■ **Extracted entries**:
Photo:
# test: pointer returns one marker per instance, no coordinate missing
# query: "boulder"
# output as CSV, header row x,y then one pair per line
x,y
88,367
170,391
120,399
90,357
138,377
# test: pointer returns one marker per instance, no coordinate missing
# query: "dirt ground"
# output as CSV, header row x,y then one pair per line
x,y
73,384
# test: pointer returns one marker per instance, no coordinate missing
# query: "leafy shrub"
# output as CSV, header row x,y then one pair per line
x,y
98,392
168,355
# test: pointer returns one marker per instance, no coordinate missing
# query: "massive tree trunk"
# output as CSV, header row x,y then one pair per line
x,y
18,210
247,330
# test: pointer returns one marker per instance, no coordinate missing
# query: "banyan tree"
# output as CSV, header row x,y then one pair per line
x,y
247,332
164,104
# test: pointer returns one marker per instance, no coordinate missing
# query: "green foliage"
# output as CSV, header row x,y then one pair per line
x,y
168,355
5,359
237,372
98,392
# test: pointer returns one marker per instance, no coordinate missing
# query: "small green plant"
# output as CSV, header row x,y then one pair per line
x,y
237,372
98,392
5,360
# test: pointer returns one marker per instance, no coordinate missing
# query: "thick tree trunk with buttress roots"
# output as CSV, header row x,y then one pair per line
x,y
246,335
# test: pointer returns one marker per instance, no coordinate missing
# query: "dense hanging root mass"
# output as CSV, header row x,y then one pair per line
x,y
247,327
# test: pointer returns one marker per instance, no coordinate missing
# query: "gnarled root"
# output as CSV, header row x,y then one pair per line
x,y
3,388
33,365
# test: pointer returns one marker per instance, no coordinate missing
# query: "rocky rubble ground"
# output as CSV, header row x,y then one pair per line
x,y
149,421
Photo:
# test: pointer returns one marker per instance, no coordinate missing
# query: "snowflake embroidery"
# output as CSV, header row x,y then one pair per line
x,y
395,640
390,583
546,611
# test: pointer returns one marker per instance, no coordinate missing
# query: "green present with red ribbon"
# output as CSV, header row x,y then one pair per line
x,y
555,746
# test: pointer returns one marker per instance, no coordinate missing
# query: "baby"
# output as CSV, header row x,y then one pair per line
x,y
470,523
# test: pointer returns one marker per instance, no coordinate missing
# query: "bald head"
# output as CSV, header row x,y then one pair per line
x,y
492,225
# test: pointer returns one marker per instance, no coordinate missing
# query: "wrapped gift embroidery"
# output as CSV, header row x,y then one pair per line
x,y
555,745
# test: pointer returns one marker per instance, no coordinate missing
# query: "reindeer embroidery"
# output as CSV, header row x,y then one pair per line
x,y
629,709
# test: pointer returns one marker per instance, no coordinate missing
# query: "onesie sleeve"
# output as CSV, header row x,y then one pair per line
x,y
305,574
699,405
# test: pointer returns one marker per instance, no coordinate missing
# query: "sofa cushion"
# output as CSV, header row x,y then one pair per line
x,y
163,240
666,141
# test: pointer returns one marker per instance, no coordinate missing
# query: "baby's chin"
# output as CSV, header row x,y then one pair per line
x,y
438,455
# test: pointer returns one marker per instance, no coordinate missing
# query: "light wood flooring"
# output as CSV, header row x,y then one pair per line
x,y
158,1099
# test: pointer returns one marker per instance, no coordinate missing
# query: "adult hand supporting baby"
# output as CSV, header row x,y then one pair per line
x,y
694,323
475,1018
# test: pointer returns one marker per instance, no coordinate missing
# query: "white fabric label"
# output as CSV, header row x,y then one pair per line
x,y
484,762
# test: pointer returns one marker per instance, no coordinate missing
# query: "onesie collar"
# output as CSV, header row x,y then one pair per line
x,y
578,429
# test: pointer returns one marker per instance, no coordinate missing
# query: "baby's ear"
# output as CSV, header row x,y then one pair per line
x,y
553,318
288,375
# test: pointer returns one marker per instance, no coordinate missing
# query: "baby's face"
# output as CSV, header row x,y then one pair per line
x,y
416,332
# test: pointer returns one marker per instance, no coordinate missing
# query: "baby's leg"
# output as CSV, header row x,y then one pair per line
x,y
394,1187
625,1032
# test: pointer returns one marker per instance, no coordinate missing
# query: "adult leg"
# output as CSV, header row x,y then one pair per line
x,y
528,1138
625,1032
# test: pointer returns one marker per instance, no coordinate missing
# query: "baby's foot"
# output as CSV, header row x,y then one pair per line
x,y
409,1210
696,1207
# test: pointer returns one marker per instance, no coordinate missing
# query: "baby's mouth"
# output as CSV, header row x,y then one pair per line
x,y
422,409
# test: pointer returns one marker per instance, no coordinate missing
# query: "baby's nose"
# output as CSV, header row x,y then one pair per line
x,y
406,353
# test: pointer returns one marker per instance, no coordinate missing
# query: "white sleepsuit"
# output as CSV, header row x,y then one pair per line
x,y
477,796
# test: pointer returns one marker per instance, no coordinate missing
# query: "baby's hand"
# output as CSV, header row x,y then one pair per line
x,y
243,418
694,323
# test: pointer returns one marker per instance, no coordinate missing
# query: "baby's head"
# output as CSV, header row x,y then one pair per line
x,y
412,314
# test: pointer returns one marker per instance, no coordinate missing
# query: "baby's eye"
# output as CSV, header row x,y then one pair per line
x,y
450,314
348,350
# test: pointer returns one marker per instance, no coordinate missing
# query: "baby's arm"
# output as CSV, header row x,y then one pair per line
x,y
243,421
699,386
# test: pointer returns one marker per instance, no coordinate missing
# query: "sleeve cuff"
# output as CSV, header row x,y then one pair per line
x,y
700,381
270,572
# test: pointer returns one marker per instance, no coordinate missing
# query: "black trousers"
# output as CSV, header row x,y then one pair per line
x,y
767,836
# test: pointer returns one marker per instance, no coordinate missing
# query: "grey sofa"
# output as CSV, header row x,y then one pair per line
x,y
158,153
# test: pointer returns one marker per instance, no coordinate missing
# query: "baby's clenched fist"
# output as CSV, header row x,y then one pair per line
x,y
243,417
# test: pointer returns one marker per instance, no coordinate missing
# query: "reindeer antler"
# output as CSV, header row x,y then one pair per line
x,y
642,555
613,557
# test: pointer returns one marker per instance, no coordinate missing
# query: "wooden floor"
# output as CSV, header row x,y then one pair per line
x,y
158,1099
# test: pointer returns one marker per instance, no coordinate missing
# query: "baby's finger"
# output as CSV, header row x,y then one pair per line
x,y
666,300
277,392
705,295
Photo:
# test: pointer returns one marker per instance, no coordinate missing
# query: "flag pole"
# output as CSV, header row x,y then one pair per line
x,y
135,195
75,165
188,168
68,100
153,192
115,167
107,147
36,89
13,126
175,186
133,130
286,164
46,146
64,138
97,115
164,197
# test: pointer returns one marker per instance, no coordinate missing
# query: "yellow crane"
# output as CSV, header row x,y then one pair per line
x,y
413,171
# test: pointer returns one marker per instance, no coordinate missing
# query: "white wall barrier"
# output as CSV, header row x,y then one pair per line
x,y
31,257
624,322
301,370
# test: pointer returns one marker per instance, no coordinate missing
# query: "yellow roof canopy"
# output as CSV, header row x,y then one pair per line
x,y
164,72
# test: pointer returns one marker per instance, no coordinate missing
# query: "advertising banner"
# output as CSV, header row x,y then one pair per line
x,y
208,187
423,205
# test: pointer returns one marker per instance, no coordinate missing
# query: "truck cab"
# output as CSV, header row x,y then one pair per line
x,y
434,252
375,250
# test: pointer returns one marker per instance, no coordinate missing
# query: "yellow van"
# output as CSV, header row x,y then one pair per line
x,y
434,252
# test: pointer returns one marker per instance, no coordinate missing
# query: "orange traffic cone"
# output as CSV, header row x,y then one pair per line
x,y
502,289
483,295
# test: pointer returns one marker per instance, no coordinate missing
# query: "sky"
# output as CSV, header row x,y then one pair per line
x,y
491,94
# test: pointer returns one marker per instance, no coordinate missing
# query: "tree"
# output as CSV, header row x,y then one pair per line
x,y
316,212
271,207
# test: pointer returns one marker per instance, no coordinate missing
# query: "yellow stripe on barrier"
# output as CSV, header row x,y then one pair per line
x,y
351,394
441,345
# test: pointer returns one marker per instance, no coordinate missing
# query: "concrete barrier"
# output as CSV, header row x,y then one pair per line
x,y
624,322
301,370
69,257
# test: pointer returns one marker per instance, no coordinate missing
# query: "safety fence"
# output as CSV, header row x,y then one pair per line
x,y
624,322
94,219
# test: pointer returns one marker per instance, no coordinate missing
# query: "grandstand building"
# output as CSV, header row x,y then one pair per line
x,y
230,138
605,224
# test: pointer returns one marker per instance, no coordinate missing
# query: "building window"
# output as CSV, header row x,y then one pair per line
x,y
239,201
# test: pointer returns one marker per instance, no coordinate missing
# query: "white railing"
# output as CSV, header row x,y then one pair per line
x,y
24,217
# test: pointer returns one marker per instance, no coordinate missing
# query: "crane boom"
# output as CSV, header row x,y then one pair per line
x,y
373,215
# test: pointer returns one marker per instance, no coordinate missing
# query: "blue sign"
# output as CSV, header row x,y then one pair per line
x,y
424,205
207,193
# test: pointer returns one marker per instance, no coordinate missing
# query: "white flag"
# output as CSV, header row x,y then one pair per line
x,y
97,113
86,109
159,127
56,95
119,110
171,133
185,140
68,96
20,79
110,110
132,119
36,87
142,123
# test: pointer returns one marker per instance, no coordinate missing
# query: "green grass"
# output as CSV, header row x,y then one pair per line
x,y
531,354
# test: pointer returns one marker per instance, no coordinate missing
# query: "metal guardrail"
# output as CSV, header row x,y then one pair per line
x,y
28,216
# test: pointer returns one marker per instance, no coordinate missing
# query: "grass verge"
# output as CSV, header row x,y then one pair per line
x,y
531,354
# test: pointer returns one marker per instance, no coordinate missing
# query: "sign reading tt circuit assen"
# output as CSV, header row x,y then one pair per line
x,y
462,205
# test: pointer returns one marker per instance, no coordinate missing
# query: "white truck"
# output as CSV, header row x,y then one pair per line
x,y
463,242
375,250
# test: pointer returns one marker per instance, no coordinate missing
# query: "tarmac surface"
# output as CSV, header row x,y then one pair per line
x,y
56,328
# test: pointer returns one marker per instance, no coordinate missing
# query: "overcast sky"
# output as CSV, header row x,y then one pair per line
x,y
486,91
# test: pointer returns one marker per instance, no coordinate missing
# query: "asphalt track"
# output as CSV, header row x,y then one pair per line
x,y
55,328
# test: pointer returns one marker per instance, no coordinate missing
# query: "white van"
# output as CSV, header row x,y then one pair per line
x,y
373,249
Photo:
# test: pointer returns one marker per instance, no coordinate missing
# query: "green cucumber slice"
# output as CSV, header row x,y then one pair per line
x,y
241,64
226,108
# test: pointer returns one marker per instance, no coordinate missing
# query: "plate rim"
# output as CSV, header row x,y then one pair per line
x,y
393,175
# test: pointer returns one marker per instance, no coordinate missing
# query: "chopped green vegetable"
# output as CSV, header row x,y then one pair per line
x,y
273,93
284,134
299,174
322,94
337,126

■ **Work to be completed**:
Please return every line above that contains the word "green", matching case exactly.

■ **The output**:
# query: "green foliage"
# query: "small green plant"
# query: "green present with red ribbon"
# query: "green grass"
# query: "green cucumber slice"
# query: "chopped green vegetable"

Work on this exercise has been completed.